Problem: Return the whole listing, line for line, without the pictures in it.

Data supplied:

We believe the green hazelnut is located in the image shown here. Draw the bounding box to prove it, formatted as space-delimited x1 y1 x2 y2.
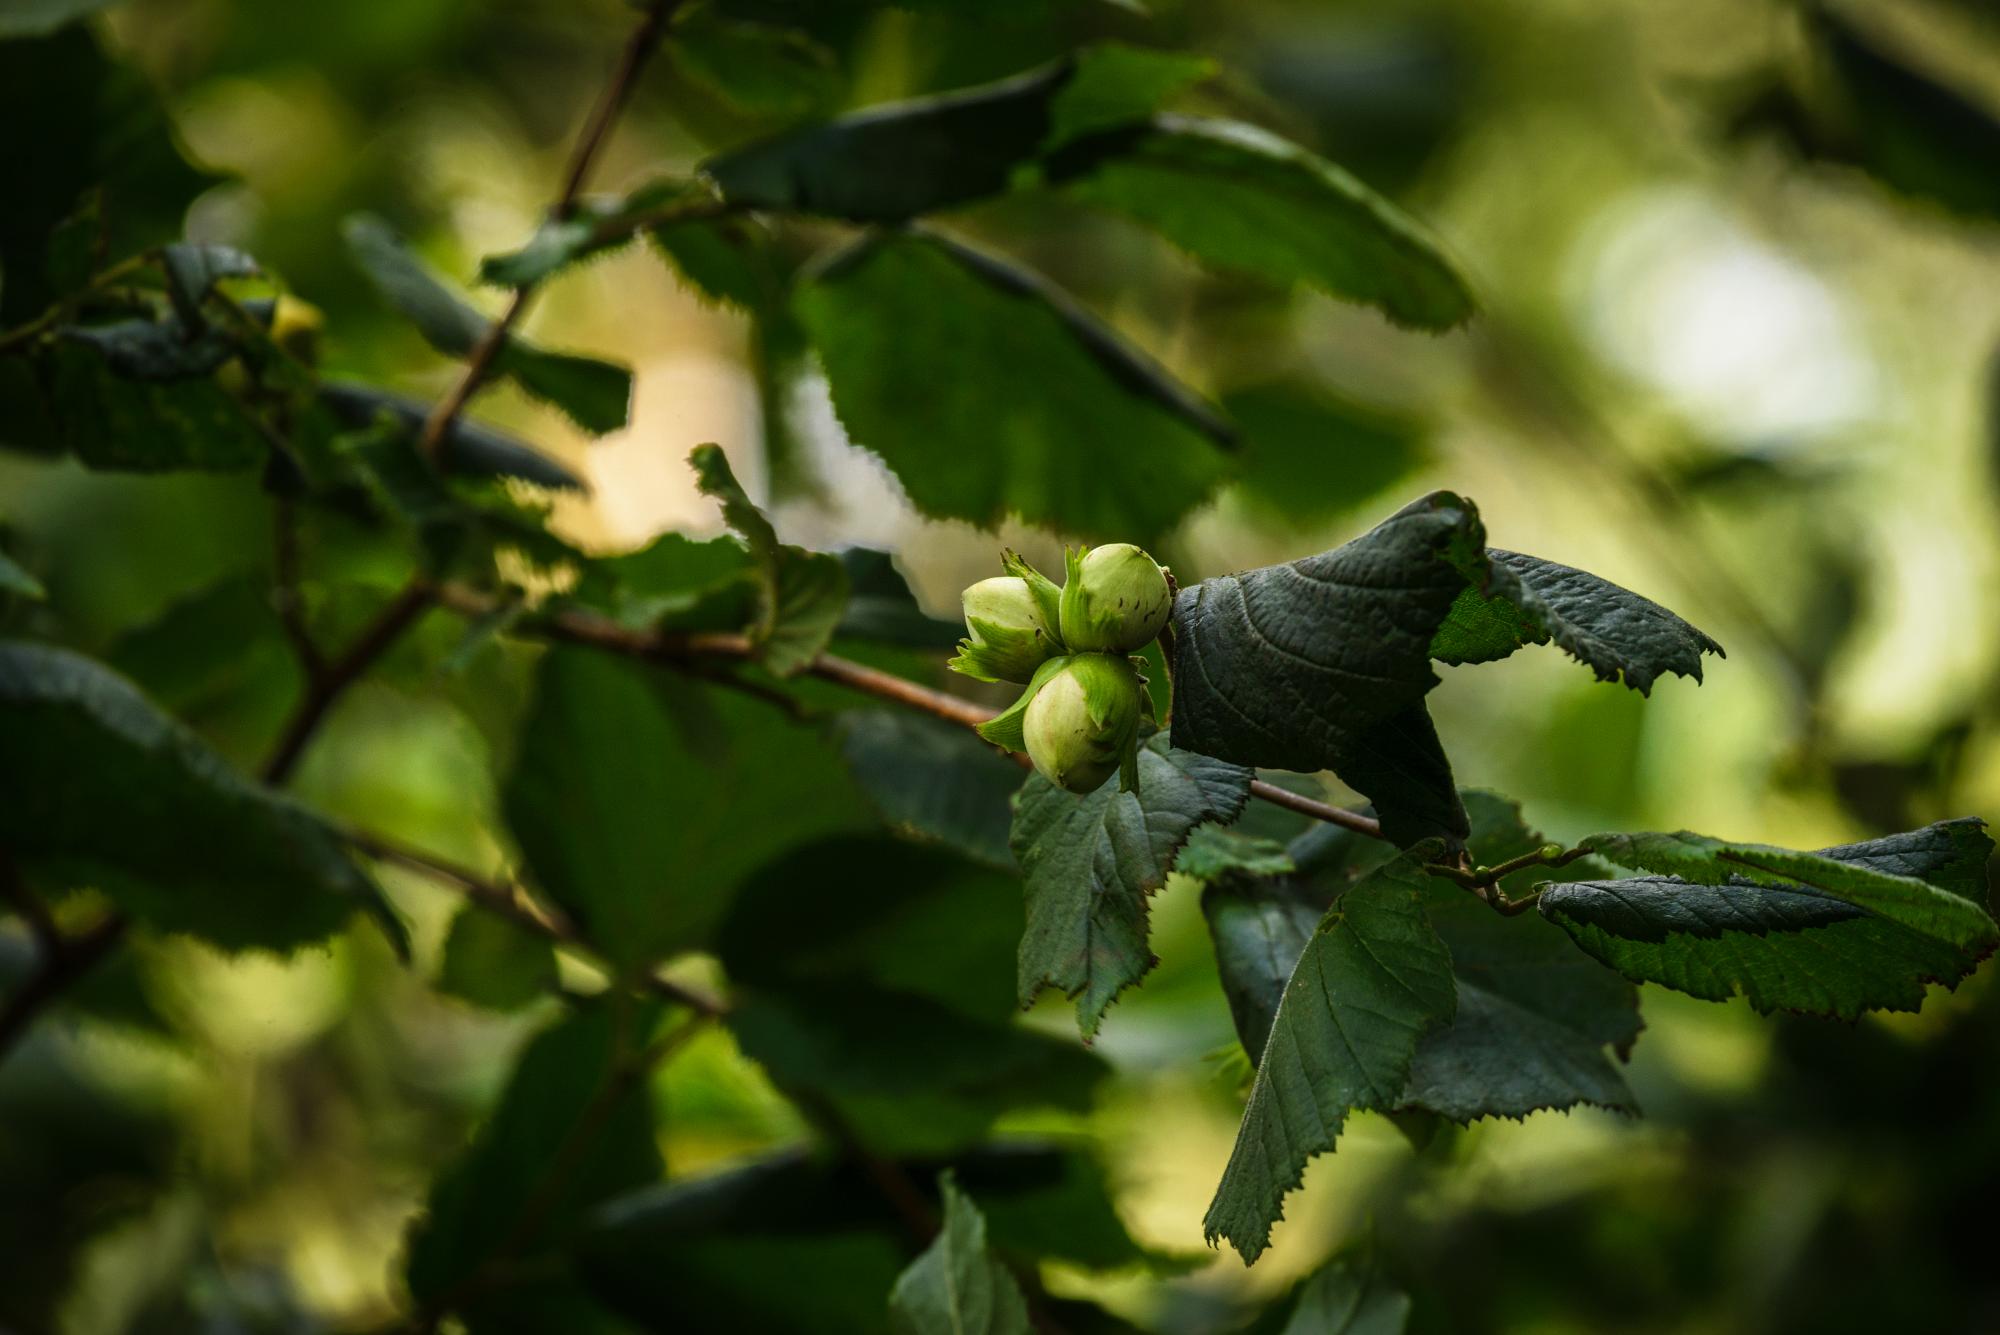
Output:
1023 653 1144 794
949 575 1059 683
1059 543 1173 654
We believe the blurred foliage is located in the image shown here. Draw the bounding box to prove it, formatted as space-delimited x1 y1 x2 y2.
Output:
7 0 2000 1331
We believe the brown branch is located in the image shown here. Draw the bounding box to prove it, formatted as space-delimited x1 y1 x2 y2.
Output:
0 902 129 1063
261 577 436 786
416 0 686 465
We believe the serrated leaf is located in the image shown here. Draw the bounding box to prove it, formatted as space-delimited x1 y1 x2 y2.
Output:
703 44 1207 222
1013 733 1253 1036
1431 550 1723 693
689 443 848 674
795 230 1231 538
38 336 263 470
342 214 631 434
1052 116 1472 328
316 380 584 490
834 711 1019 871
728 983 1106 1156
1540 819 1999 1018
1204 848 1455 1263
1272 1249 1411 1335
1175 824 1296 883
58 315 237 380
0 640 403 953
505 647 869 971
437 905 558 1012
580 1142 1148 1333
405 1001 664 1312
890 1173 1031 1335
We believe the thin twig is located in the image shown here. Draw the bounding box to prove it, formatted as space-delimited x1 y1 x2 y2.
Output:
0 909 129 1062
415 0 686 465
260 577 436 786
271 496 324 677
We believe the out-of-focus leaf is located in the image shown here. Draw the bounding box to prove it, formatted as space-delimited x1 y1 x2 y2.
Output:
0 0 120 37
704 44 1208 222
405 1001 664 1314
38 337 263 470
58 315 237 380
1430 549 1723 694
1204 848 1455 1264
1223 383 1429 528
504 646 868 970
1271 1248 1411 1334
317 380 583 490
690 443 848 674
343 214 630 434
436 905 558 1012
0 551 46 601
0 640 404 953
1012 733 1253 1037
716 833 1021 1019
1540 819 2000 1018
668 3 841 122
833 712 1018 872
795 230 1231 538
0 25 215 322
727 983 1107 1156
580 1142 1147 1332
565 531 755 632
889 1173 1030 1335
1053 116 1473 329
159 242 258 324
835 549 962 649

Finished exercise:
We believe the green hazelnut is located in the image shown here. Draw the bounding box to prove it, formatted as space-delimited x1 y1 x2 y2.
Output:
1023 653 1144 794
949 575 1059 683
1059 543 1173 654
We believe the blurred foliage is located in the image shown here. Draw the bounding box to prove it, formatted as space-delimited x1 y1 x2 y2.
Output:
7 0 2000 1331
We believe the brown branch is located in the image shown here. Draw the bounding box to prove it, formatted as space-delimited x1 y1 x2 y2.
Output:
0 902 129 1063
261 577 436 786
416 0 686 465
We believe the serrated leaf is located in the image shown here. Draw the bounding box to prove it, formatted as space-delimited x1 y1 x2 y2.
Output:
703 44 1207 222
1013 733 1253 1036
1431 550 1723 693
689 443 848 674
795 230 1231 538
38 336 263 470
342 214 631 434
1052 116 1472 328
316 380 584 490
834 711 1019 871
728 983 1106 1156
1540 819 1999 1018
1204 848 1455 1263
1272 1249 1411 1335
1175 824 1296 883
58 315 237 380
0 640 403 953
505 647 869 971
437 905 558 1012
580 1142 1148 1333
405 1001 664 1312
890 1173 1031 1335
We believe the thin twig is located in the image shown here. Draw the bounding box to prove it, formatted as space-delimited x1 y1 x2 y2.
Output:
0 909 129 1062
415 0 686 465
260 577 436 786
271 496 324 677
We believe the out-of-focus leaf is located in the image shown here. Draw the bounding box to prove it, formatted as space-delimited x1 y1 x2 y2.
Output:
0 0 120 37
704 44 1208 222
405 1001 664 1314
38 337 263 470
58 315 237 380
1430 549 1723 694
1204 848 1455 1264
1223 383 1429 528
504 646 868 970
1271 1248 1411 1334
317 380 583 490
690 443 848 674
343 214 630 434
436 905 558 1012
0 551 46 601
0 640 404 953
1012 733 1253 1037
716 833 1021 1019
1540 819 2000 1018
668 3 841 122
833 712 1018 872
795 230 1231 538
0 25 215 322
727 983 1107 1156
580 1142 1147 1332
565 531 755 632
889 1173 1030 1335
1053 116 1473 329
159 242 258 324
835 549 962 649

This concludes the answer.